### Tasks
1. In the SVAR forum thread, reproduce the passage from "v = VAR(list_1);" up to and including "S(6,1,1) == 0 ',...", substituting "sign_test" for "test_string".
2. State whether each statement below agrees with the SVAR forum thread. Answer yes or no, and quote the exact words of the thread that decide it.
(a) The householder identification method allows only sign restrictions to be imposed.
(b) Removing the zero restriction makes the code stop working.
(c) A narrower interval around zero needs fewer draws.

### Passage for review
Closed ospiridonova closed 2 years ago

ospiridonova commented 2 years ago

Hello!

I identify a SVAR model. The "householder" identifiation method lets me impose only sign restrictions. How can I impose an exact zero restriction in addition to sign restrictions? The option when I just add "== 0" to the logical expression ("test=") does not work.

My code example:

    v = VAR(list_1);
    [v, var_db] = estimate(v, db_raw, estStartDate:estEndDate, 'order=', p, 'const=', false, ...
        'covParameters=', true, 'BVAR=', litterman, 'stdize=', true, 'A=', constrA, 'timeWeights=', db_raw.w);     %This part works well:)
    test_string = [ ...
     ' S(4,1,1) > 0 ', ...
     '&& S(1,1,1) > 0 ', ...
     '&& S(1,5,1) < 0 ',...
     '&& S(2,2,1) < 0 ',...
      '&& S(6,1,1) == 0 ',...
      '&& S(2,1,1) > 0 '];
     [s3,sd3] = SVAR(v,var_db,'method=', 'householder', 'test=', test_string, 'ndraw=', 1000,'maxIter=',Inf,'progress=',true);

If I remove '&& S(6,1,1) == 0 ', then everything works fine, but the constraint is not satisfied. How can I add this restriction?

jaromir-benes commented 2 years ago

Hi Olga

This is because of the random sampling nature of the algorithm. In other words, the probability that a random number will be exactly equal to your desired value, is zero, and hence this algorithm cannot be used in that instance. As a workaround, you can specify some (rather narrow) interval around zero, e.g. S(6,1,1)<0.1 && S(6,1,1)>-0.1. The narrower the interval, the larger number of draws is needed, though.

### Supplied material
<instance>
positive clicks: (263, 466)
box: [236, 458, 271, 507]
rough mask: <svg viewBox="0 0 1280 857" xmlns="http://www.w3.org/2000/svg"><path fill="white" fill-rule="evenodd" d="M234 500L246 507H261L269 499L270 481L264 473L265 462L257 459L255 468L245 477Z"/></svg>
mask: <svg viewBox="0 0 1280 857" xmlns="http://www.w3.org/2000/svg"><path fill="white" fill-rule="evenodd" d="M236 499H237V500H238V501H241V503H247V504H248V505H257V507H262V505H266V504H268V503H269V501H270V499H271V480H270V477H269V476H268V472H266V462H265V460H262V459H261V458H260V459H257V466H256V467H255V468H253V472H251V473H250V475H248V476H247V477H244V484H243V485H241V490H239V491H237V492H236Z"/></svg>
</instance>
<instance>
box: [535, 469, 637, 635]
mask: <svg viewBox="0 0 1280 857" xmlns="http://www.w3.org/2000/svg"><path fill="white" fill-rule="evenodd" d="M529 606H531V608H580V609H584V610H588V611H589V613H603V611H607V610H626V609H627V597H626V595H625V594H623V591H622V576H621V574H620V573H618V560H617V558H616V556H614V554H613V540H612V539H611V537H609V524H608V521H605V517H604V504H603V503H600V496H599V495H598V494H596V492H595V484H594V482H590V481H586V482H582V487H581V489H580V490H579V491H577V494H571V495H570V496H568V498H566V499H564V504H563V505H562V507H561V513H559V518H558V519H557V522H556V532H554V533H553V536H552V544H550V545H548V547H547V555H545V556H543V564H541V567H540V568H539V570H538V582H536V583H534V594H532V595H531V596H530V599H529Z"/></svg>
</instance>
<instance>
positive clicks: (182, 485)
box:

### Activity answers
1.
v = VAR(list_1);
    [v, var_db] = estimate(v, db_raw, estStartDate:estEndDate, 'order=', p, 'const=', false, ...
        'covParameters=', true, 'BVAR=', litterman, 'stdize=', true, 'A=', constrA, 'timeWeights=', db_raw.w);     %This part works well:)
    sign_test = [ ...
     ' S(4,1,1) > 0 ', ...
     '&& S(1,1,1) > 0 ', ...
     '&& S(1,5,1) < 0 ',...
     '&& S(2,2,1) < 0 ',...
      '&& S(6,1,1) == 0 ',...

2.
(a) Yes: "lets me impose only sign restrictions"
(b) No: "If I remove '&& S(6,1,1) == 0 ', then everything works fine"
(c) No: "The narrower the interval, the larger number of draws is needed, though."